WHAT YOU HAVE TO DO =>
Reproduce the data from its beginning through the line containing "32 130 L 37", requests included, adding 99 to every coordinate in the answers.

[BEGIN TASK DATA]

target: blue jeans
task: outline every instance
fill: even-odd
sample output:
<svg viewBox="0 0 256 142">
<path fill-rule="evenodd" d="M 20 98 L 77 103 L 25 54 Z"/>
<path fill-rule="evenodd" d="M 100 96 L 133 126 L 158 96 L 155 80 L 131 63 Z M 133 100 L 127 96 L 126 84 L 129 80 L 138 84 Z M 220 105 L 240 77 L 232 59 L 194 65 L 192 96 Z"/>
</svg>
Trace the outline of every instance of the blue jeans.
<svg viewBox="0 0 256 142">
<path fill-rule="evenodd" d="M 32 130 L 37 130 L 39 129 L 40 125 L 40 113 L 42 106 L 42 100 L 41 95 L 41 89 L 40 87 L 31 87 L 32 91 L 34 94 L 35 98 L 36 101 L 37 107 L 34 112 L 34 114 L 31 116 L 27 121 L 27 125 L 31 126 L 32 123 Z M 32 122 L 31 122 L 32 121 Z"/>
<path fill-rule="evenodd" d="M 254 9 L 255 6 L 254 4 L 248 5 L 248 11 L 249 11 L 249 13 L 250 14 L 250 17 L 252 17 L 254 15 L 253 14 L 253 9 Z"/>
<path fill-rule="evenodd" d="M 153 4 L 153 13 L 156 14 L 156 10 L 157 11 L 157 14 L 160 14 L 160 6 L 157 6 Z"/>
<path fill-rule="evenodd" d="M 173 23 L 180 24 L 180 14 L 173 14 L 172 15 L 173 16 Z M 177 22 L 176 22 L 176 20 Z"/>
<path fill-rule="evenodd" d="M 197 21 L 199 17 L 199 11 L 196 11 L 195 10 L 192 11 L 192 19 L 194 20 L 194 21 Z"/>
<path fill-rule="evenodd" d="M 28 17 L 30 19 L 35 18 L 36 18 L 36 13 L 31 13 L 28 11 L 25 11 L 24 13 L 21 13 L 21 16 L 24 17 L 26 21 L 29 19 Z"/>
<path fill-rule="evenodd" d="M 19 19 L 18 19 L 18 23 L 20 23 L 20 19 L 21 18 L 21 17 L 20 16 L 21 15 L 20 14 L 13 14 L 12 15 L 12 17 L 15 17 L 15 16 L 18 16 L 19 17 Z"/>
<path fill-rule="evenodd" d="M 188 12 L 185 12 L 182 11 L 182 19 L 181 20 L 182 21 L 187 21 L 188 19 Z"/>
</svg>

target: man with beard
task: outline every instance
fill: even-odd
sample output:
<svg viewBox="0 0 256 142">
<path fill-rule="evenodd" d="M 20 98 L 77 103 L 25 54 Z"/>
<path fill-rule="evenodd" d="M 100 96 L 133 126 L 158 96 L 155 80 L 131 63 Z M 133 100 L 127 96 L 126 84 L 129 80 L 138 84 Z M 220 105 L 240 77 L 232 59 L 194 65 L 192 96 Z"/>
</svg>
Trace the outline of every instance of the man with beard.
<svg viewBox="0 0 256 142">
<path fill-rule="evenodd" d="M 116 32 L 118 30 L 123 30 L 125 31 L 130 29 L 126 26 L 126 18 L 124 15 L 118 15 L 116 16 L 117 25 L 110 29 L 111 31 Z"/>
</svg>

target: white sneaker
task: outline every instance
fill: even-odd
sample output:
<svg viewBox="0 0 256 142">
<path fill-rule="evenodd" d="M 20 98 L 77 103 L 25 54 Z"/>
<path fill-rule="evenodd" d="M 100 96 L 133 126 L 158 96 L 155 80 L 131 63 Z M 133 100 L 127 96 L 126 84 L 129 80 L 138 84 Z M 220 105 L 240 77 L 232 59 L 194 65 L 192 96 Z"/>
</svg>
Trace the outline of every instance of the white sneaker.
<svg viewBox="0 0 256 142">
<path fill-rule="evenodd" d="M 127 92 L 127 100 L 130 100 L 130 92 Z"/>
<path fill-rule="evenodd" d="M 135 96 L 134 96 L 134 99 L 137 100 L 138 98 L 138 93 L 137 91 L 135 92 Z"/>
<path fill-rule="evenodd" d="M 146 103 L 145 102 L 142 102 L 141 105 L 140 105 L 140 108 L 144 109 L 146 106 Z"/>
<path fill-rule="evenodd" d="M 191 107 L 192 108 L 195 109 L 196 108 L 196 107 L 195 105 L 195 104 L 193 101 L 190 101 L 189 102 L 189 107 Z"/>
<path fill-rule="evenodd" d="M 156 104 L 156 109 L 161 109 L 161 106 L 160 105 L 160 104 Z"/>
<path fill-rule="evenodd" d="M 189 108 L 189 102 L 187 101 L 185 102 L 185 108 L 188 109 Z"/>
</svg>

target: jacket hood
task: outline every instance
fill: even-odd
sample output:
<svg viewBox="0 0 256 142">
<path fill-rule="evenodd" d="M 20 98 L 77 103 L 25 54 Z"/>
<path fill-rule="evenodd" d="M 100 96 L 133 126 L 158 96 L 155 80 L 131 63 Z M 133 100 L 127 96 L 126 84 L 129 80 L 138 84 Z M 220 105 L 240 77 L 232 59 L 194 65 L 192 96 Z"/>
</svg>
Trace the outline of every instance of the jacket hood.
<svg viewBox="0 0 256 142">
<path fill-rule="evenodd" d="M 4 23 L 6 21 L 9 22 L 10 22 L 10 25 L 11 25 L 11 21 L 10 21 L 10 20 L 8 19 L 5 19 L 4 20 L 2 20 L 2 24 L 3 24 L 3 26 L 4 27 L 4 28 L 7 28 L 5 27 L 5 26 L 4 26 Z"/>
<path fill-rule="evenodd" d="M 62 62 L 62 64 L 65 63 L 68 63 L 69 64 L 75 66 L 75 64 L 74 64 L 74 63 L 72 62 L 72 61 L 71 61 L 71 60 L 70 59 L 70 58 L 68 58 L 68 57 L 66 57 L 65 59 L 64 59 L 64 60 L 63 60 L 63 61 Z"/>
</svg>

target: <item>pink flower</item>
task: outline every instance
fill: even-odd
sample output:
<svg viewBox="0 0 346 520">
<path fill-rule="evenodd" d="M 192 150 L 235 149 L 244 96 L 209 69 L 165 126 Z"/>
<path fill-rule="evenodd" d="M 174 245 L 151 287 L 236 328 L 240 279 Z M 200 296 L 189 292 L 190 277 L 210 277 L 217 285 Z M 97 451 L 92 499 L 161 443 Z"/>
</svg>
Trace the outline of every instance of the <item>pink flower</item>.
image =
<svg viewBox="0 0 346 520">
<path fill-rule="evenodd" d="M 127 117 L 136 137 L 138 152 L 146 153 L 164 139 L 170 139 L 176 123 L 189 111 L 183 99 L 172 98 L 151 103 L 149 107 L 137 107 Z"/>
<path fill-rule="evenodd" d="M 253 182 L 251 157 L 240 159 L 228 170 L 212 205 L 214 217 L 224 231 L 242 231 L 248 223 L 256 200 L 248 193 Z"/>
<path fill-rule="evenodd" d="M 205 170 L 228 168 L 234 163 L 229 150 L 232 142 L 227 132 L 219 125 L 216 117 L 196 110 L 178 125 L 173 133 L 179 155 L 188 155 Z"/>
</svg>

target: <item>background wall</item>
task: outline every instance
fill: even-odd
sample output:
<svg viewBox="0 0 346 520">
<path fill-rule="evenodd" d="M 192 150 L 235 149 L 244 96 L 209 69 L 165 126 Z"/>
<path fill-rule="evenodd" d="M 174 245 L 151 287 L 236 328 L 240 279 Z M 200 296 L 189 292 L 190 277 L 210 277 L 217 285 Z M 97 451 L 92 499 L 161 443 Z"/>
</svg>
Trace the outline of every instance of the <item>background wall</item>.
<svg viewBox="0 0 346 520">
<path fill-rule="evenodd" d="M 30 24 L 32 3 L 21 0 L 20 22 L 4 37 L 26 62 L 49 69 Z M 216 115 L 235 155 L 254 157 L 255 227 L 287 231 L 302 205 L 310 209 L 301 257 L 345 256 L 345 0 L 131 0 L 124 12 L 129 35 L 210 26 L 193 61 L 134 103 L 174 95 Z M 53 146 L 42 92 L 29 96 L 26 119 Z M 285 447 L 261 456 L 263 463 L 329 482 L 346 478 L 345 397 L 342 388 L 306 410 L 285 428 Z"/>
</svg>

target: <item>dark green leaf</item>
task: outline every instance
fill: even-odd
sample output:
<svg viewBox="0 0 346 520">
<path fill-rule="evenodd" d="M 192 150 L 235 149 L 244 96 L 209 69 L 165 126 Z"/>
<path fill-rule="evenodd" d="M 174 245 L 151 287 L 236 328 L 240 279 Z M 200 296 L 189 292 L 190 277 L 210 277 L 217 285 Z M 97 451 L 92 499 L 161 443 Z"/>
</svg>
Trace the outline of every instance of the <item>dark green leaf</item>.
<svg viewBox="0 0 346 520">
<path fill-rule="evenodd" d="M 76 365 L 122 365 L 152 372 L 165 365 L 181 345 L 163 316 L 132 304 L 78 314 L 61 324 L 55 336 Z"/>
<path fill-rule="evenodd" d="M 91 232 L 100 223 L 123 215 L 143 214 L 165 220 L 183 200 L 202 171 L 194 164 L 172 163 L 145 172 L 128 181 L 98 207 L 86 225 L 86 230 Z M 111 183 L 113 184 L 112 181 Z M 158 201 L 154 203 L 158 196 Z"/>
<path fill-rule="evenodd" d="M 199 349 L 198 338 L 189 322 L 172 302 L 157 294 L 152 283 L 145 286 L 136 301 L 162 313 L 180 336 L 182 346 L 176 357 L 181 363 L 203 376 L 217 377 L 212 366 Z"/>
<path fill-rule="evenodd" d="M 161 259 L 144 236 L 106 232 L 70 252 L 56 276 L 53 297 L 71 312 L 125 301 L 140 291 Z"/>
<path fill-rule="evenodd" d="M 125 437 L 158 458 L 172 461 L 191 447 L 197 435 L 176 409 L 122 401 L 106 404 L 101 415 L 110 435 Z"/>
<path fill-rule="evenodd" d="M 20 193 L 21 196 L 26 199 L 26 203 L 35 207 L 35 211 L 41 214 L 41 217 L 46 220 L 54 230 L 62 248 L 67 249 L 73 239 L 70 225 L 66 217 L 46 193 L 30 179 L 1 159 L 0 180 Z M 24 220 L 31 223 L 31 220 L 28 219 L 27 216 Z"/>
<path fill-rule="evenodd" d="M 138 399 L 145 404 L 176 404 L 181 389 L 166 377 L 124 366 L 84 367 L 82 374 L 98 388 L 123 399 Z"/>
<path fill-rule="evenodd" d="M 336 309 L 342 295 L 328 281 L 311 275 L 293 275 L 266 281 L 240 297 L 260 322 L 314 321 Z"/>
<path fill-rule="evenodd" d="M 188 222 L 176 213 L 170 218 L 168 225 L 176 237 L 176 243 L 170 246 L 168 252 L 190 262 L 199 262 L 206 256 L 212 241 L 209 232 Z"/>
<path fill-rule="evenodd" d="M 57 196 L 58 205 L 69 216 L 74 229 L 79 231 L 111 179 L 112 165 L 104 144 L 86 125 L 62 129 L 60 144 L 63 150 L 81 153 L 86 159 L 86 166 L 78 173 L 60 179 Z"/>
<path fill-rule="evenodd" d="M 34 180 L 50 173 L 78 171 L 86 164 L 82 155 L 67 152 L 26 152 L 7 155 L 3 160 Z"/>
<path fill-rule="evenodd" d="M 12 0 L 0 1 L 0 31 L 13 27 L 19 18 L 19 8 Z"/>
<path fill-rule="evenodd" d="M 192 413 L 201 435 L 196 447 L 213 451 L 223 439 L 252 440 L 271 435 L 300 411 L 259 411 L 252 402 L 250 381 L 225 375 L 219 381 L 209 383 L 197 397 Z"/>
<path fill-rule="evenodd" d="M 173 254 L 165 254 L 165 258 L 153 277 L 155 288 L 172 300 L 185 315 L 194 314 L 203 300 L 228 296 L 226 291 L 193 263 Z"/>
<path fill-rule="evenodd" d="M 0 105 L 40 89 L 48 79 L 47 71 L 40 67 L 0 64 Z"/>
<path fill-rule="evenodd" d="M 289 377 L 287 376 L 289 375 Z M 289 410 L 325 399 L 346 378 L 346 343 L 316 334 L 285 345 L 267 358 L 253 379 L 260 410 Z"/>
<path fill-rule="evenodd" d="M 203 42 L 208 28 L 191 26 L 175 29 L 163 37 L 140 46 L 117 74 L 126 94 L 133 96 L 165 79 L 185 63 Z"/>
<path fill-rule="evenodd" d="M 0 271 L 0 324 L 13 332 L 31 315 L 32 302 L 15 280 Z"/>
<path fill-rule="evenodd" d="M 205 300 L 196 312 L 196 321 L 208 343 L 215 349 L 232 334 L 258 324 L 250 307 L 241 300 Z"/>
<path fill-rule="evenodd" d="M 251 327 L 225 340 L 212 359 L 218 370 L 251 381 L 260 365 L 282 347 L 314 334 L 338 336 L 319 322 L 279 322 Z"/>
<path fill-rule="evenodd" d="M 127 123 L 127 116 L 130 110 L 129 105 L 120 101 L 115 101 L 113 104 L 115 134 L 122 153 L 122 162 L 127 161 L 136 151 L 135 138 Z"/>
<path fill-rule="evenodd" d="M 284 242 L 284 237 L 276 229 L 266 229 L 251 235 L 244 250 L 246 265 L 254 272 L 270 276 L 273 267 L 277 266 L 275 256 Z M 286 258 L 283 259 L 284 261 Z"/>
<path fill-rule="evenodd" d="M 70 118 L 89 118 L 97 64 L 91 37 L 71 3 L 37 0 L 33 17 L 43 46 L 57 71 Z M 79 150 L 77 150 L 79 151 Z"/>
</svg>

[END TASK DATA]

RESULT =>
target: blue jeans
task: outline every instance
fill: even-odd
sample output:
<svg viewBox="0 0 256 142">
<path fill-rule="evenodd" d="M 20 98 L 77 103 L 25 54 Z"/>
<path fill-rule="evenodd" d="M 100 96 L 133 126 L 158 96 L 155 80 L 131 63 Z M 133 100 L 127 96 L 126 84 L 129 80 L 138 84 Z M 220 105 L 240 77 L 232 59 L 194 65 L 192 96 Z"/>
</svg>
Trace the outline of every instance of the blue jeans.
<svg viewBox="99 99 355 241">
<path fill-rule="evenodd" d="M 131 229 L 136 229 L 138 228 L 139 224 L 139 212 L 141 205 L 141 199 L 140 194 L 140 188 L 139 186 L 130 186 L 131 190 L 133 193 L 134 197 L 135 200 L 136 206 L 133 211 L 133 213 L 130 215 L 126 220 L 126 224 L 130 225 L 131 222 Z M 131 221 L 130 221 L 131 220 Z"/>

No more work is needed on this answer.